* Stated goal
Begin at the line containing "balcony is by providing its bounding box." and give again every line to the end of the records, exactly, without the pictures.

(Rows from a box labeling dataset)
————

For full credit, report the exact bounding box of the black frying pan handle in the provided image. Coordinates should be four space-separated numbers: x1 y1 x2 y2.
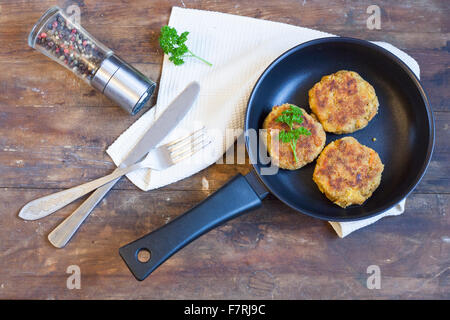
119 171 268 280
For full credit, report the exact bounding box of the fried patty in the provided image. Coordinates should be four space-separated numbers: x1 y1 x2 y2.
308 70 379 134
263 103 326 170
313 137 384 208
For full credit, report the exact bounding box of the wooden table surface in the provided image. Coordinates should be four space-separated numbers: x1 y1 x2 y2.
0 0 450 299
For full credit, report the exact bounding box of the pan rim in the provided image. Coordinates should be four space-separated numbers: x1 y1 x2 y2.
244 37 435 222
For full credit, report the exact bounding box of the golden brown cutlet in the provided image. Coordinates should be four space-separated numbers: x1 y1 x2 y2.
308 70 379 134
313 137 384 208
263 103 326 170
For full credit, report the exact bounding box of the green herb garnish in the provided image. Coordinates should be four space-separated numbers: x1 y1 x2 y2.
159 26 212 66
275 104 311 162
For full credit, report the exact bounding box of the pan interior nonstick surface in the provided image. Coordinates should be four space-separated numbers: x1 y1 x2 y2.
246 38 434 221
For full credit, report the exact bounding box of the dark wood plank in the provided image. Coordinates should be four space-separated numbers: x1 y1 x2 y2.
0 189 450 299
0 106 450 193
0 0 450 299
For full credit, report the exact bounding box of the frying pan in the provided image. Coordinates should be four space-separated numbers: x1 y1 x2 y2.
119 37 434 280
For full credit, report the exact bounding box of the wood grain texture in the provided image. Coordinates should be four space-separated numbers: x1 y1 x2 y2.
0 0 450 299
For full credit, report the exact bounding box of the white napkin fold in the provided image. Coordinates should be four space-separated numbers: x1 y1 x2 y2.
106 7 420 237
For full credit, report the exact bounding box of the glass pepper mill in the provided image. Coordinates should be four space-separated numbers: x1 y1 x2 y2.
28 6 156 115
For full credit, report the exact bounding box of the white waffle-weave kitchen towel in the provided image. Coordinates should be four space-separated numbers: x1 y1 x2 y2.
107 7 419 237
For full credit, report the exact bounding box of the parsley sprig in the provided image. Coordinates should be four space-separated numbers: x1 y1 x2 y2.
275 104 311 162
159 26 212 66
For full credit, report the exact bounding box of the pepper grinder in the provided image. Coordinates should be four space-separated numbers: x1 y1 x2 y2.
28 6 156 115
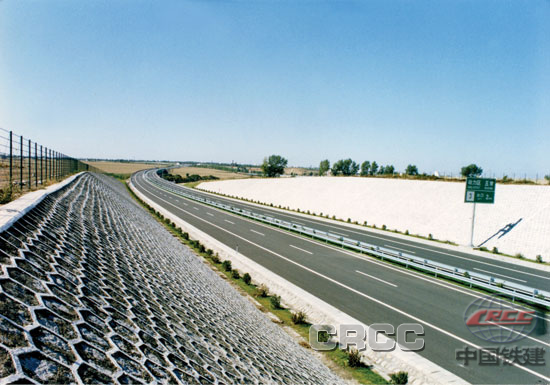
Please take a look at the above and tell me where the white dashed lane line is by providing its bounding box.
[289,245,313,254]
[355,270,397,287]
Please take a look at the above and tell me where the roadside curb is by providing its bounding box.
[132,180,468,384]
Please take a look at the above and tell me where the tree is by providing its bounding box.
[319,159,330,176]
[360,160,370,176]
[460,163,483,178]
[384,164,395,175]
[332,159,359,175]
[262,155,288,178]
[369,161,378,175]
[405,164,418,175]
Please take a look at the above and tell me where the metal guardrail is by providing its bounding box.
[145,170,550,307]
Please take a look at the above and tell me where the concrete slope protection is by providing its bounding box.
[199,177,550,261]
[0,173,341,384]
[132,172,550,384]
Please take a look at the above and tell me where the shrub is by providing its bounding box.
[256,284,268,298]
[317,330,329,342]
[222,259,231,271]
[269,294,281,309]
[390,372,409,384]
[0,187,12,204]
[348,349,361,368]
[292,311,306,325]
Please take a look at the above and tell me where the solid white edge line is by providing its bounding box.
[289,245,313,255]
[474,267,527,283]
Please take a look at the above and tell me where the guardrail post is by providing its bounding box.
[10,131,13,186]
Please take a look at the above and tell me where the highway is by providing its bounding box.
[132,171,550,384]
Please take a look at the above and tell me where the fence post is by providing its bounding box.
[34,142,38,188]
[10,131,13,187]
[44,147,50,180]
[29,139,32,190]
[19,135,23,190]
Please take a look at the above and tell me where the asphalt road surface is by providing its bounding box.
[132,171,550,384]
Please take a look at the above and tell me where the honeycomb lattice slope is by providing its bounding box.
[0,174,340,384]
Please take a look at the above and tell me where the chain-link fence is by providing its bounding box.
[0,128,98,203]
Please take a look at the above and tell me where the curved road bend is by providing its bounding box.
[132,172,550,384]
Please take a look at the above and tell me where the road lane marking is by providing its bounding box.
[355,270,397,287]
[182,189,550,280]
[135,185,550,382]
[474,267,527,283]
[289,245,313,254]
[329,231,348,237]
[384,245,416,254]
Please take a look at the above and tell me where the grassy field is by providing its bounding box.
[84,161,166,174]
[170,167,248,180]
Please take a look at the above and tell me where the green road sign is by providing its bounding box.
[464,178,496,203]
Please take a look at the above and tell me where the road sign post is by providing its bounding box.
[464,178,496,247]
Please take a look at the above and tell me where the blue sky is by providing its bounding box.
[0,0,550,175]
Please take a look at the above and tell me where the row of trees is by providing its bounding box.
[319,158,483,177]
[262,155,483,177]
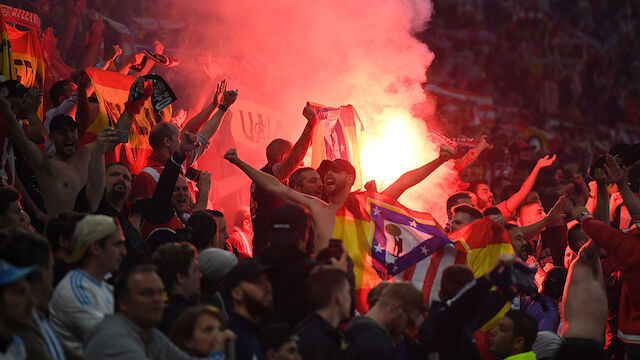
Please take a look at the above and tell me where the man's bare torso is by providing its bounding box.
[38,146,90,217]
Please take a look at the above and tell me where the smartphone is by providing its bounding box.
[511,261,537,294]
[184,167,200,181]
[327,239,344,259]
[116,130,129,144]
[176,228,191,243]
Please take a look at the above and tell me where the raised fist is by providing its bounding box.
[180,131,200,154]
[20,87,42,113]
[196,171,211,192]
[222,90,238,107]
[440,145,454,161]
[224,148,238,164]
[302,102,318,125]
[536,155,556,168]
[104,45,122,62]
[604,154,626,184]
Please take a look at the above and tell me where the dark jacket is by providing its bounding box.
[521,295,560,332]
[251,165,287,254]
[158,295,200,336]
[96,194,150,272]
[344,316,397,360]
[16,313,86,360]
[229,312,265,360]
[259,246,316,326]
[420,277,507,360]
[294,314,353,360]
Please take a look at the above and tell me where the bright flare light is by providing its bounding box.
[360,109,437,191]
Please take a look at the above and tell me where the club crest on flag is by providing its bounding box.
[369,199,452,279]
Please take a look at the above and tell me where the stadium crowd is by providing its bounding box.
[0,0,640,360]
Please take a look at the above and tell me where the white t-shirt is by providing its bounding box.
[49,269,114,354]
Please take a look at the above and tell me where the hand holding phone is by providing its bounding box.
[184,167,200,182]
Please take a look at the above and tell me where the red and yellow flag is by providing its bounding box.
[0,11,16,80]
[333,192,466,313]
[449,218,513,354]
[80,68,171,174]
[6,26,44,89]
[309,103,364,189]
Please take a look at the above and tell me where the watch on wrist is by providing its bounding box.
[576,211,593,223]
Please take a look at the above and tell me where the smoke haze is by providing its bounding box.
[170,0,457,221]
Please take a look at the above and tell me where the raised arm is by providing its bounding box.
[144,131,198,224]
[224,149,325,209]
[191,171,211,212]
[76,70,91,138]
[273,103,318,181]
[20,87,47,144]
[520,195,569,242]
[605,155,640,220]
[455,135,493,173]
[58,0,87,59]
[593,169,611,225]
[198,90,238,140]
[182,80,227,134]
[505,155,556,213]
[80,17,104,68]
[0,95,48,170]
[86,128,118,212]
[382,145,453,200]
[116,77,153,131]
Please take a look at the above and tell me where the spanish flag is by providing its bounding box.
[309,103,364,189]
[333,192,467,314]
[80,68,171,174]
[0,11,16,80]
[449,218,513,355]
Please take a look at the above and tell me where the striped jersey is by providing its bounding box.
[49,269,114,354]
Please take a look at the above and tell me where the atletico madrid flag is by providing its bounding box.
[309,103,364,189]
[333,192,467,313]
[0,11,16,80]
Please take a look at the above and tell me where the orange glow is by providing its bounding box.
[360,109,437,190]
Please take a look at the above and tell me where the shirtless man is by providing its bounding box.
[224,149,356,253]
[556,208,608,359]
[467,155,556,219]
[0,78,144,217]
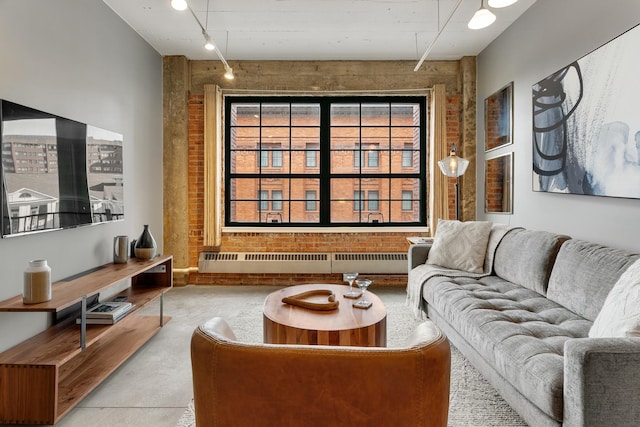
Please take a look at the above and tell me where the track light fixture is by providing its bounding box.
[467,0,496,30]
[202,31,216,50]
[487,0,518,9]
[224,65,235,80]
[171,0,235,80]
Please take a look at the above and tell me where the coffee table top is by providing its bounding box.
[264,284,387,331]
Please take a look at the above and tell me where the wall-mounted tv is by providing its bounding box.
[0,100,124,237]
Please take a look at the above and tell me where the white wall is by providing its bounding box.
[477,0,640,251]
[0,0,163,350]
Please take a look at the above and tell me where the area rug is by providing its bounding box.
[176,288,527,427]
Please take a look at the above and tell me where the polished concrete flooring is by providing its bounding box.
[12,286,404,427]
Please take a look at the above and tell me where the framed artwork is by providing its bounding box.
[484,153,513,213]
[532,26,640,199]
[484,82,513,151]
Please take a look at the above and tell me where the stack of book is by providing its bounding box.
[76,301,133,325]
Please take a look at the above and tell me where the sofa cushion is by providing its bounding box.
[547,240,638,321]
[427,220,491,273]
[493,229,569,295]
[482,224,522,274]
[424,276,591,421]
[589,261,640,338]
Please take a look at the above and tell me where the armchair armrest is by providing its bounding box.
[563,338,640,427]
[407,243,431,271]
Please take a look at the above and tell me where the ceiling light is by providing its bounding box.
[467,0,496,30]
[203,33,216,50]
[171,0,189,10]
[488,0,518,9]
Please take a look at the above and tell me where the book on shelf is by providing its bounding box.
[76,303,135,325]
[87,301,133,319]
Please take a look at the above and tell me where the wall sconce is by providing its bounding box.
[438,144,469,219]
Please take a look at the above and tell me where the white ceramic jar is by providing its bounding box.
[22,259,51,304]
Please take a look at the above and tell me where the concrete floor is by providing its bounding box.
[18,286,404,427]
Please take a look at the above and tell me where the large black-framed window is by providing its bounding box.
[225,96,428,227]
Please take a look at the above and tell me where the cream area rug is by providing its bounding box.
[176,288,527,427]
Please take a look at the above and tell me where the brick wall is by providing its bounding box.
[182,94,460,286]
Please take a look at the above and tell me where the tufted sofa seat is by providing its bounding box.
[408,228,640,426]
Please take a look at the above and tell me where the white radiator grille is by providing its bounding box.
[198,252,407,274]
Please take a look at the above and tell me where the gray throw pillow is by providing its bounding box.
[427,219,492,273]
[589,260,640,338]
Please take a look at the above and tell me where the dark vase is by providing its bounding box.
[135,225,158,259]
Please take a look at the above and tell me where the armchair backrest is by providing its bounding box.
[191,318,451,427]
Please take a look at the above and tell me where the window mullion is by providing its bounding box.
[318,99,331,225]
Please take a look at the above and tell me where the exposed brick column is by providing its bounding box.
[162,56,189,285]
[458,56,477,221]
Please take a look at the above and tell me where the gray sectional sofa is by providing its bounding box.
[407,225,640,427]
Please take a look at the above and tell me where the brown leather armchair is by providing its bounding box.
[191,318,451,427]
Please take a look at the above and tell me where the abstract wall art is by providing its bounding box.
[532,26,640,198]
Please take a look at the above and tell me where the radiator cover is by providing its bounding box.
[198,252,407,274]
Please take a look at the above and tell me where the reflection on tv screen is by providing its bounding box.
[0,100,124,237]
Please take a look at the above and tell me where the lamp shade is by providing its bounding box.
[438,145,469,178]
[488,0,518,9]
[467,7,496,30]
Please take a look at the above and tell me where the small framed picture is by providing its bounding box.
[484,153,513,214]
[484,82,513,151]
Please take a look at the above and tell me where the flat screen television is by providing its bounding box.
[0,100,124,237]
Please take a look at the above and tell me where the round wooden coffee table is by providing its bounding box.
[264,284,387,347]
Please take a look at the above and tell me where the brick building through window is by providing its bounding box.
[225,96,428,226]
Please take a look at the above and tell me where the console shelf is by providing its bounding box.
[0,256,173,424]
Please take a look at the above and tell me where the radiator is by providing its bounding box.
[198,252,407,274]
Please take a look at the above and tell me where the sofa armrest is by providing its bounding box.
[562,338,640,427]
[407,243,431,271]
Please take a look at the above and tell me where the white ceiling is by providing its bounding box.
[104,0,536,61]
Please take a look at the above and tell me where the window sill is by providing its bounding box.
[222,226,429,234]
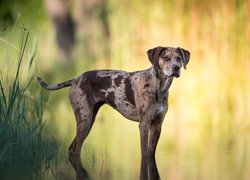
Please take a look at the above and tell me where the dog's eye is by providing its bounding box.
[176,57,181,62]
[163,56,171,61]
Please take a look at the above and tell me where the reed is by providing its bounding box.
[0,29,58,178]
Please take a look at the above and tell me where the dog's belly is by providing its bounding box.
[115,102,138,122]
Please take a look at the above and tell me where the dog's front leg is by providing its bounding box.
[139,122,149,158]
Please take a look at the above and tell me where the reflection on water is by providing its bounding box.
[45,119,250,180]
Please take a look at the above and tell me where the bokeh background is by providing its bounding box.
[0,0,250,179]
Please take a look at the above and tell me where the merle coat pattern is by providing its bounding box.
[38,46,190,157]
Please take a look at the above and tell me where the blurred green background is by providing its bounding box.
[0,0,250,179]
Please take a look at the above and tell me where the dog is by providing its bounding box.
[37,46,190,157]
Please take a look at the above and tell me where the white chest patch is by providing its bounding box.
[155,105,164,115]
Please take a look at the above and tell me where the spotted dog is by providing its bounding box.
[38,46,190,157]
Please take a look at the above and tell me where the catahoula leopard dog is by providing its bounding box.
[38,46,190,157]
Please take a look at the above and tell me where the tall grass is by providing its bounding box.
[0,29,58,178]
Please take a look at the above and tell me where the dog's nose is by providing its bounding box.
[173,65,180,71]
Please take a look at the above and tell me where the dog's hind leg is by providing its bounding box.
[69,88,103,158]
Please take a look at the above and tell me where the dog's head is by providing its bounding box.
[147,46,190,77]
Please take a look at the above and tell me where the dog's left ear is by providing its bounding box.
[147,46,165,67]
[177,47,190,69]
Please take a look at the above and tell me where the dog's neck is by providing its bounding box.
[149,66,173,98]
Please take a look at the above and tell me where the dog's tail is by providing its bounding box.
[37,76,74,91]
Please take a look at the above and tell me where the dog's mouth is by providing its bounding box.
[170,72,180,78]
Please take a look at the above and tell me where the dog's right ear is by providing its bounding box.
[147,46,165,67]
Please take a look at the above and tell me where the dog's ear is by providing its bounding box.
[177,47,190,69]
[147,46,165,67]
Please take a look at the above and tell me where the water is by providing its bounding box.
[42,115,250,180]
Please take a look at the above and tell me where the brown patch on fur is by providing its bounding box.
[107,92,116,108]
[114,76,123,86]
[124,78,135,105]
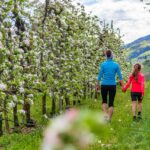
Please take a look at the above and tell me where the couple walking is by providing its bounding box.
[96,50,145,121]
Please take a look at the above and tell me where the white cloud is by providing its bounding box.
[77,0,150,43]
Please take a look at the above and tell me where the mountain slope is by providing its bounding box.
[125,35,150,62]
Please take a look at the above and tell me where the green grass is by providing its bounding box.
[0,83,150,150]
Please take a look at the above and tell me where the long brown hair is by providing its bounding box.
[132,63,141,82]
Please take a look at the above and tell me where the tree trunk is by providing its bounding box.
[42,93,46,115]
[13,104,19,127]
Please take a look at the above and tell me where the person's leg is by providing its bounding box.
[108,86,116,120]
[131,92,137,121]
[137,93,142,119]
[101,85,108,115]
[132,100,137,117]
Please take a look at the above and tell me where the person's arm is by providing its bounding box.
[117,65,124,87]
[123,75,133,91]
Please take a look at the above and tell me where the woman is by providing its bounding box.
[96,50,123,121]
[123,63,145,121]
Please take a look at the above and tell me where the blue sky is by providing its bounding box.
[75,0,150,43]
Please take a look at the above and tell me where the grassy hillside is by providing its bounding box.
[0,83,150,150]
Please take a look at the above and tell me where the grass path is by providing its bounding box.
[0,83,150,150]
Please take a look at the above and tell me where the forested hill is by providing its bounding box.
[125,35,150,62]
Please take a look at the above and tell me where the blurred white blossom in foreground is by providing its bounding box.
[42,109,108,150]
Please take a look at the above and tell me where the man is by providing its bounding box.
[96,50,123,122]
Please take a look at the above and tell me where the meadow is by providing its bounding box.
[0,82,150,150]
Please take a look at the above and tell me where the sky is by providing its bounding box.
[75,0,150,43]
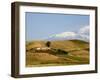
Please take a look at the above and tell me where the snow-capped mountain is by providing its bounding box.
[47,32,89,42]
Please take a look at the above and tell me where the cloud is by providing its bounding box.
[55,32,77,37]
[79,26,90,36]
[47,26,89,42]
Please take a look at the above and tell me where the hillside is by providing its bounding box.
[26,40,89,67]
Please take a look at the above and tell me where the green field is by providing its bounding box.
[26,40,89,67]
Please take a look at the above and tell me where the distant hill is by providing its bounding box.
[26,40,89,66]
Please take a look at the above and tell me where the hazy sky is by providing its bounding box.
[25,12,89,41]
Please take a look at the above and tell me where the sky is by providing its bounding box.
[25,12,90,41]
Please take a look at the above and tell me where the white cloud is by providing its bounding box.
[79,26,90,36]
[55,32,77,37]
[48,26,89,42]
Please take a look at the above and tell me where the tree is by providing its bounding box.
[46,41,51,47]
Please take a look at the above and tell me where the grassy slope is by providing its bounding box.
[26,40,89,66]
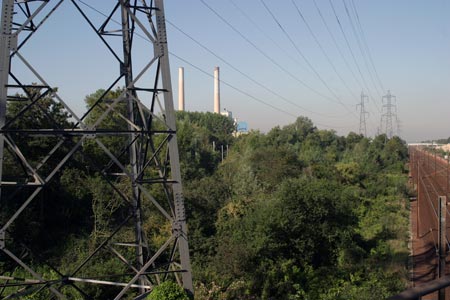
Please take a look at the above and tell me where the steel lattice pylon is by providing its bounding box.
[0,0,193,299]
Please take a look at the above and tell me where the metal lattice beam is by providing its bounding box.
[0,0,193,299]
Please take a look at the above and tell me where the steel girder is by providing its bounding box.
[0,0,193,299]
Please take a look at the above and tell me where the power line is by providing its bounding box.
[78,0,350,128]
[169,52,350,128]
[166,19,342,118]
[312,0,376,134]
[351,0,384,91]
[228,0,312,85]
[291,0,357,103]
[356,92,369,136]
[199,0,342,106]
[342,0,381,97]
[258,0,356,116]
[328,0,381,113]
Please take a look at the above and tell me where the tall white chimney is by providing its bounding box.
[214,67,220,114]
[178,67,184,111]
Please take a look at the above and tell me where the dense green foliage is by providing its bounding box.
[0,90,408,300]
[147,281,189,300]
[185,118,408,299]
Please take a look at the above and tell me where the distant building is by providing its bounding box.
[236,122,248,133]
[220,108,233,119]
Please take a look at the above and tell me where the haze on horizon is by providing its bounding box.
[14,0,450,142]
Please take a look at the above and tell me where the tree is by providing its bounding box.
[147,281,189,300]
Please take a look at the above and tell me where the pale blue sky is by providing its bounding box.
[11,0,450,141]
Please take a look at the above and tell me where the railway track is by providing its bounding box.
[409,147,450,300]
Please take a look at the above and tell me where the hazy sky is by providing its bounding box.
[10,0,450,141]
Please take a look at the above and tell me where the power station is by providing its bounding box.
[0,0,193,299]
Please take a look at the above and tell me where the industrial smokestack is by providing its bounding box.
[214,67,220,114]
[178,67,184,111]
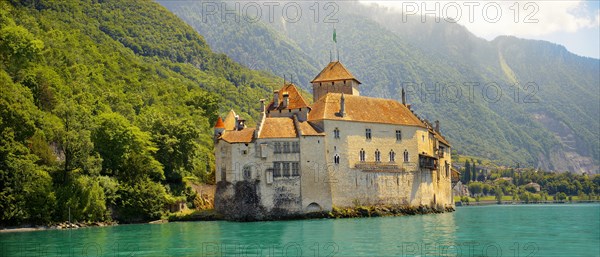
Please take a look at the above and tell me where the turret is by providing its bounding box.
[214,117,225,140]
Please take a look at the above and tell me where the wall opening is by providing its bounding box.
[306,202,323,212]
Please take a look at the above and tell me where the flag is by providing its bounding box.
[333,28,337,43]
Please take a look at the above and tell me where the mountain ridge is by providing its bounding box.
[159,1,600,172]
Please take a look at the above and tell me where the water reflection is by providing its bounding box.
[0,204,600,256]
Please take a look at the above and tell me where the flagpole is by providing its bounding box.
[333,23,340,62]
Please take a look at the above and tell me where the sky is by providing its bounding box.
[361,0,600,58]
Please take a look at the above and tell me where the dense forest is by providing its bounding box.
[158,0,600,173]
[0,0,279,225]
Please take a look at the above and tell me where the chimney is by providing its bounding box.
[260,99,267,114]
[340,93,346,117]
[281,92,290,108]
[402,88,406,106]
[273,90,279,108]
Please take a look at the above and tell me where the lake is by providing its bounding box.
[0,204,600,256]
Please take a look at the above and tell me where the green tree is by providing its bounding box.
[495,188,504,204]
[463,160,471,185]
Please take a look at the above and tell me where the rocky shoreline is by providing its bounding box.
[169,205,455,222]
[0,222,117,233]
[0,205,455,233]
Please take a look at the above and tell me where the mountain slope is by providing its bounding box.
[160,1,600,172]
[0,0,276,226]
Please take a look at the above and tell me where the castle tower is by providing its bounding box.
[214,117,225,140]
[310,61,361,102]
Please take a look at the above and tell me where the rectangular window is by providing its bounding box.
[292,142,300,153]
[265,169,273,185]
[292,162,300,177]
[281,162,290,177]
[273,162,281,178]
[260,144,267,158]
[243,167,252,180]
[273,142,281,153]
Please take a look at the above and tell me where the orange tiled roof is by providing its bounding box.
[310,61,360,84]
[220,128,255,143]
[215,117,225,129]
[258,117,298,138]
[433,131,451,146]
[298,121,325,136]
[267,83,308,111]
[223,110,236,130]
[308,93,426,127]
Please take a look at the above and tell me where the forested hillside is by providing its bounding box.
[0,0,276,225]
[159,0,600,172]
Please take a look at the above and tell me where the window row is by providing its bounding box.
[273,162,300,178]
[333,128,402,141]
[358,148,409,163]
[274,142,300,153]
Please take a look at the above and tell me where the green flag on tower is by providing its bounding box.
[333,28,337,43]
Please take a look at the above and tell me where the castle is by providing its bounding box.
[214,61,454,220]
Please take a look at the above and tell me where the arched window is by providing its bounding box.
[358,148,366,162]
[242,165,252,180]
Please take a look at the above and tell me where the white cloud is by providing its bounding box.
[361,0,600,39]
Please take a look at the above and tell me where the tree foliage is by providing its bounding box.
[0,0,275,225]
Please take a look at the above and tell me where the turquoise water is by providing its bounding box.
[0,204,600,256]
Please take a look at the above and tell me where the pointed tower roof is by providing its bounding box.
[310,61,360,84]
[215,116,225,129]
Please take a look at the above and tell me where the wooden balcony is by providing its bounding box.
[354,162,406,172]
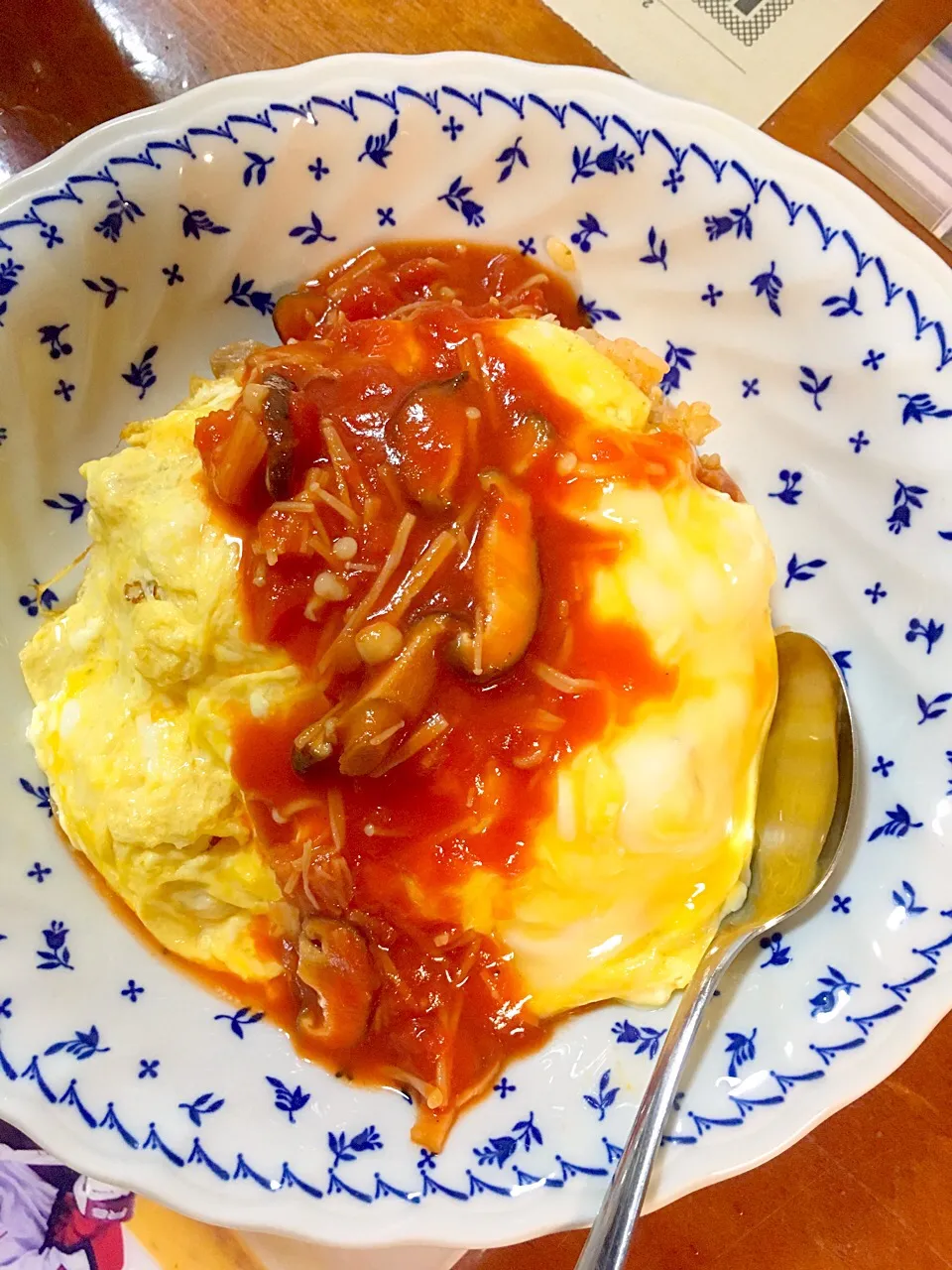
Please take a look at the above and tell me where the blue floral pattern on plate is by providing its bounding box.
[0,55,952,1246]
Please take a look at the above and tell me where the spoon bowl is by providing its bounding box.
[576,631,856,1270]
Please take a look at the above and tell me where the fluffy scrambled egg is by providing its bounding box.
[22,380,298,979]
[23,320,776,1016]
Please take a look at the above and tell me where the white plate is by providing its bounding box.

————

* Answer to the exercise
Please take a look at the above and tell me where the wooden balcony is by providing its bounding box.
[354,162,406,172]
Please take a look at the above and tell me where the blue floral pattern on plate is by providing its bounding box.
[0,55,952,1246]
Please take a look at the above and tell me where the spoon bowl is by providing its bounding box.
[576,631,856,1270]
Please take a look at the above and tell me where the fluffy scrambled egg is by providing its bounding box.
[22,380,298,979]
[23,320,776,1016]
Please take a look at the above and tell me where the white plate is by providing its bounding box.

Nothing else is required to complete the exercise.